Stated exercise -> Quote all of the items below word for word, leaving out the pictures.

Pointing records for named objects

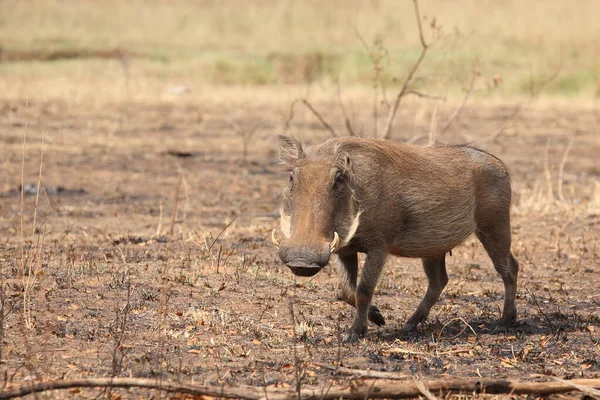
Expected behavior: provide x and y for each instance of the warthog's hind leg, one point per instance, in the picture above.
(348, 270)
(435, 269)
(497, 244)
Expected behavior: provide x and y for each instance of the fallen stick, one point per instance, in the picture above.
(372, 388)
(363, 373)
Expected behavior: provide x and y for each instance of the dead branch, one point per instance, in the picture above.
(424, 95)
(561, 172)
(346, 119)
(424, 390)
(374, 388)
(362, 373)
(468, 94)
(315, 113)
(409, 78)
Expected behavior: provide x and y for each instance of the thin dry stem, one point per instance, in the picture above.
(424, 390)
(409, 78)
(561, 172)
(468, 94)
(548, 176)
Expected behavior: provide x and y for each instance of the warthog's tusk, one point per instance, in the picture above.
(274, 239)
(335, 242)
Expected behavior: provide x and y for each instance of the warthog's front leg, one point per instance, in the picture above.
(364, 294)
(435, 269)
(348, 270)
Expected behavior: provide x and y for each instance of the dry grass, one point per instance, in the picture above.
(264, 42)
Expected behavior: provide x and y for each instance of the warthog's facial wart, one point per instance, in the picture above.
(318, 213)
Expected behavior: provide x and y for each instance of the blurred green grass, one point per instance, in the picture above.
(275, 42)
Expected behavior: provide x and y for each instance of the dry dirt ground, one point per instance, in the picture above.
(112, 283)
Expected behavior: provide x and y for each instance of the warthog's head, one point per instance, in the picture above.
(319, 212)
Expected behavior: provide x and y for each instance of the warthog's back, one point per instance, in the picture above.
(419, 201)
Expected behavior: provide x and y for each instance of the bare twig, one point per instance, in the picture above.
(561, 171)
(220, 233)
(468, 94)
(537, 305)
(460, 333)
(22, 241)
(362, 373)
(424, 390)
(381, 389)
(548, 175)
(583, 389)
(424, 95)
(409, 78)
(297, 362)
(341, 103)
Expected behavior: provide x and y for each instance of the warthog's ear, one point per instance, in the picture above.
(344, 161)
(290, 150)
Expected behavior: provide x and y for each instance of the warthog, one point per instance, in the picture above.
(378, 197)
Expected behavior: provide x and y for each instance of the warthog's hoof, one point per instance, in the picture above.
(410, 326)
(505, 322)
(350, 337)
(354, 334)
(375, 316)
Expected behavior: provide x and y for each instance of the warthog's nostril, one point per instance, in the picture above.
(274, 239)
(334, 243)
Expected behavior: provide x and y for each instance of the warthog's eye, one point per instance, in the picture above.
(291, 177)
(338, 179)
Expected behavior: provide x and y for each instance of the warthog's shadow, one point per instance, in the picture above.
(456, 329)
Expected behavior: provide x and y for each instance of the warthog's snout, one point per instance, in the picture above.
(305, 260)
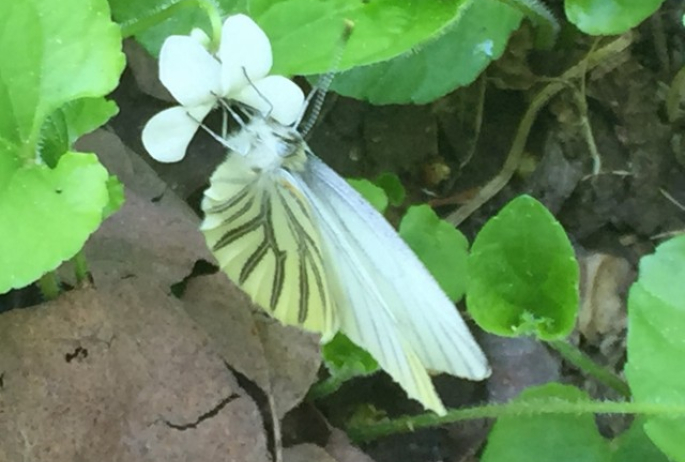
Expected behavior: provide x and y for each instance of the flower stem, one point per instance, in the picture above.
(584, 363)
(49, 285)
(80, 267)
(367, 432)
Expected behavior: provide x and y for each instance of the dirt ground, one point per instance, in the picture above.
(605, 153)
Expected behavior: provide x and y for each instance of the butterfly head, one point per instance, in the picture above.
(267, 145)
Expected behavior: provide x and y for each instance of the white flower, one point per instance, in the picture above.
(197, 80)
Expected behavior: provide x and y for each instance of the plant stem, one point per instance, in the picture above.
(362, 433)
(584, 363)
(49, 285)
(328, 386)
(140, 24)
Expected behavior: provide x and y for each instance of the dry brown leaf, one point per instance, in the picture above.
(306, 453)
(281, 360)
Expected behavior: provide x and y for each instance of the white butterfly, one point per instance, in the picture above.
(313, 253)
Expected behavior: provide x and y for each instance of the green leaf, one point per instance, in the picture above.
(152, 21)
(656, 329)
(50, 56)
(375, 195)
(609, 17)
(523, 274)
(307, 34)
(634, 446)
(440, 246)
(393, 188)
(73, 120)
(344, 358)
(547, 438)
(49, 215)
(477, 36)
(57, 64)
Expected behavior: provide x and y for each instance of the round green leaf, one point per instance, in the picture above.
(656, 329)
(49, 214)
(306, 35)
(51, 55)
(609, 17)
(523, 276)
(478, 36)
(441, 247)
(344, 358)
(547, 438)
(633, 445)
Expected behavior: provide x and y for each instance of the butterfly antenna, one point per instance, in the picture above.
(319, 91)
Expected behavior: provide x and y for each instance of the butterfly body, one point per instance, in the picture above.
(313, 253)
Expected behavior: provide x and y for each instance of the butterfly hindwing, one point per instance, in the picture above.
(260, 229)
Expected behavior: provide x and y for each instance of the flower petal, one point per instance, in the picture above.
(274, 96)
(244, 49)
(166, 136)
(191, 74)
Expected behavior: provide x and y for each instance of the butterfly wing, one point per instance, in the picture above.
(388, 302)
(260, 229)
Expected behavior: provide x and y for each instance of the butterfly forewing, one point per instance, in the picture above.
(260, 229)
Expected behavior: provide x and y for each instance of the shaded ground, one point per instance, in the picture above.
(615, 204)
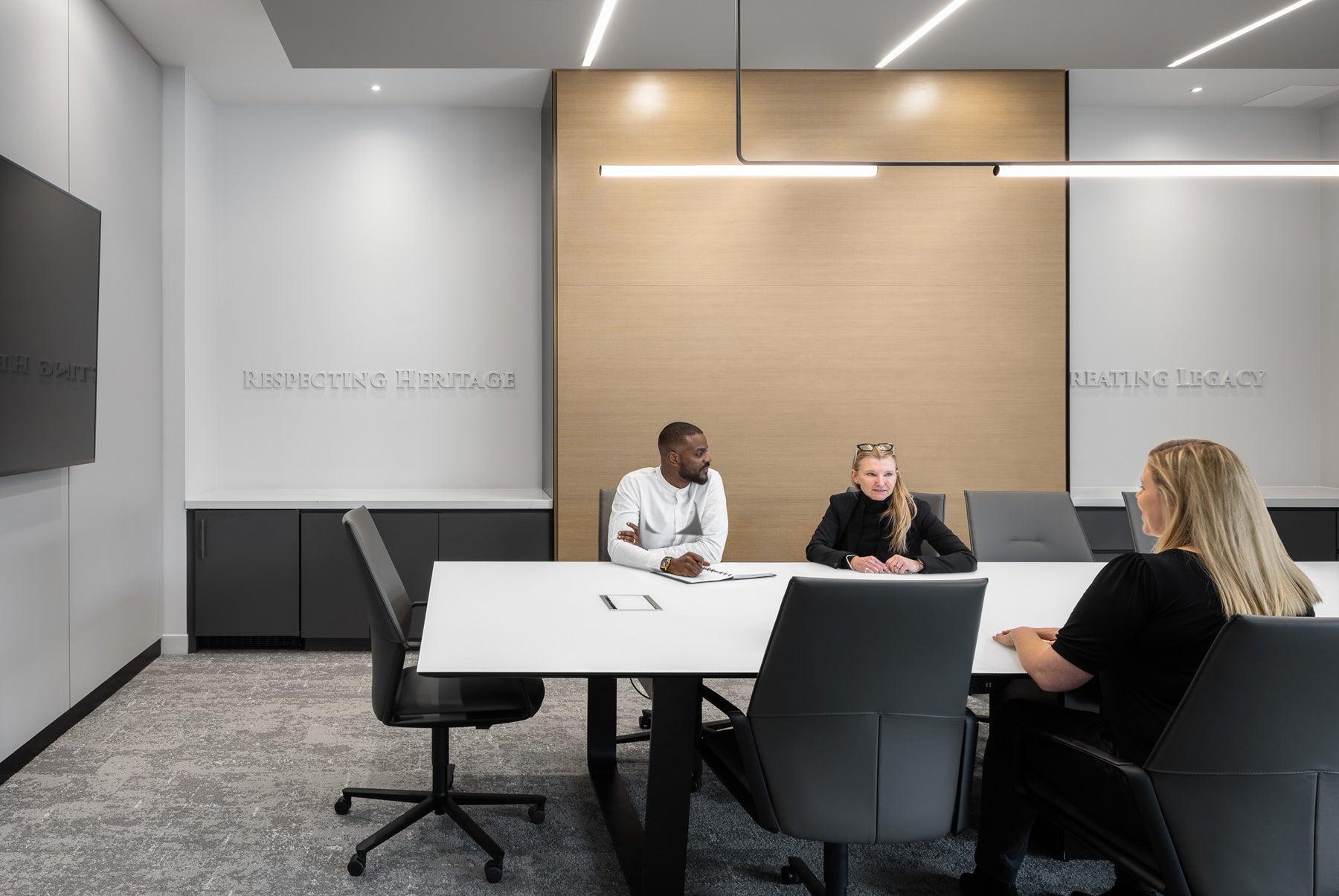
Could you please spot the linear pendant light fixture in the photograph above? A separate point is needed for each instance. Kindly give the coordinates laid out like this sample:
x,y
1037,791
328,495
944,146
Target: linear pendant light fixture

Exercise result ->
Expected behavior: provide x and y for each instance of the warthog's hind leg, one point per instance, in the picture above.
(348, 270)
(435, 269)
(497, 244)
Expected behavior: provide x and y for each instance of the fallen stick, one point per instance, in the picture above.
(372, 388)
(363, 373)
Expected behavior: provide x and y for each instance of the dead branch, one point per instance, in the picture above.
(424, 95)
(561, 172)
(346, 119)
(424, 390)
(374, 388)
(362, 373)
(468, 94)
(315, 113)
(409, 78)
Expected behavior: provide x and y for each instance of the thin dry stem, one point per instance, in the picture above.
(424, 390)
(409, 78)
(561, 172)
(468, 94)
(548, 176)
Expected behavior: provide x and y for each instance of the warthog's tusk, one point per instance, in the picture above.
(274, 239)
(335, 242)
Expected behavior: provide x and y for each instance of the warthog's front leg, one point per instance, in the picture above.
(364, 294)
(435, 269)
(348, 270)
Expected behavior: provide x and y for each instance of the dry grass, one point per instance, in the picture above.
(264, 42)
Expected behavior: provide x and y for each instance of the warthog's facial wart, one point per instance, in the picture above.
(318, 213)
Expected behavior: provide x and y for each instance of the blurred green grass, one point per instance, in the picture above.
(275, 42)
Expected behavior: provide x and y for each instance of the dry dirt ground, one point per instance, in the picture above.
(112, 283)
Expected behavior: provide x and y for each instance of the warthog's head, one point per instance, in the picture above.
(319, 212)
Expected behavior: provide x and y for each instance of the warthog's back, one point per instance, in the picture above.
(419, 201)
Expected behavior: provide x and y for each instance of the bare twig, one point per instance, in the picture above.
(561, 171)
(220, 233)
(468, 94)
(537, 305)
(460, 333)
(22, 241)
(362, 373)
(424, 390)
(381, 389)
(548, 175)
(583, 389)
(424, 95)
(409, 78)
(297, 362)
(341, 103)
Expected behavior: provide x and y for each instance of the warthog's ear, one point per instance, in the picture above.
(344, 161)
(290, 150)
Expected behavior: provide x and y for each instance of the warthog, one point per instance, in the picture above.
(378, 197)
Expected behavior: provide x and y for each instance of the warthog's hoof, one point per instance, in the picture above.
(410, 326)
(505, 322)
(350, 337)
(354, 334)
(375, 316)
Expected behavior: provide x and y for each instance of the warthog's nostril, one point per instance, in the picture above.
(274, 239)
(334, 243)
Expected behavior: provide x and y for each instance of the warthog's eye, one point per instance, in the picture above.
(291, 177)
(338, 179)
Expected behavior: provide x and y for each instance of the warthog's shadow, one point per instance, in the picture above.
(456, 329)
Expected behavior: provide x and y for each instance of the warthog's snout, one point per instance, in the picture above.
(305, 260)
Expected behavior: provide x and y for each instance of the flower stem, one point per instance, in the picture above.
(584, 363)
(49, 285)
(80, 267)
(367, 432)
Expected behavior: provide x and y for each instance of the dirt ground, one point per instance, in the picture above.
(605, 153)
Expected behavior: provide x and y for each instance of the butterfly head, one point per instance, in the picture above.
(267, 145)
Expected behavior: provide x and y for each instance of the white flower, one point per instance, in the picture above.
(197, 80)
Expected behavior: provide x and y for each instance of the plant stem, one point per instance, in the picture above.
(362, 433)
(584, 363)
(49, 285)
(328, 386)
(140, 24)
Expected behavior: provide x and y for each instance of the dry brown leaf, one point per instance, in the picture above.
(306, 453)
(281, 360)
Expected behavior: provide x and y for each instance of the white butterfly, one point per instance, in the picture above.
(313, 253)
Expected behavior: provide x and y for each instance of the green leaf, one point per instance, in the picture above.
(152, 21)
(656, 329)
(50, 56)
(375, 195)
(609, 17)
(523, 274)
(307, 34)
(634, 446)
(440, 246)
(393, 188)
(73, 120)
(344, 358)
(547, 438)
(49, 215)
(477, 36)
(57, 64)
Expected behavior: provide x and y for each instance of the round green leaf, one point per instance, in the picture above.
(656, 329)
(49, 214)
(306, 35)
(51, 55)
(609, 17)
(523, 276)
(478, 36)
(441, 247)
(344, 358)
(547, 438)
(633, 445)
Expected behavior: provide x and y for each instance of the butterfly antenna, one point per instance, in the picture above.
(319, 91)
Expected behavior: provide x and y for each instance of the butterfly body, one point per instance, in the picture above.
(313, 253)
Expected behavior: provide x and y for each instance of the butterfly hindwing, one point per instance, in the picture above.
(260, 229)
Expected behavior: provide x and y for each instance of the flower petal, one point per instance, in the picture above.
(274, 96)
(244, 49)
(166, 136)
(191, 74)
Expected behavior: provide x and y for each instance of the butterfly wing, one point per instance, in the picture above.
(388, 302)
(260, 229)
Expected behavior: provide x and y for each instance of the butterfly forewing, one point per instance, in the picture above.
(260, 229)
Expected behavior: provide x and y for each instance of the shaded ground, one point per instance, in the picture above.
(615, 204)
Could you please spot the linear pendant light fixture in the photograph above? A separate point is needed for each instance. Kindly give the coordinates laid out like this sample:
x,y
1037,791
328,495
944,146
Target: linear pendant light fixture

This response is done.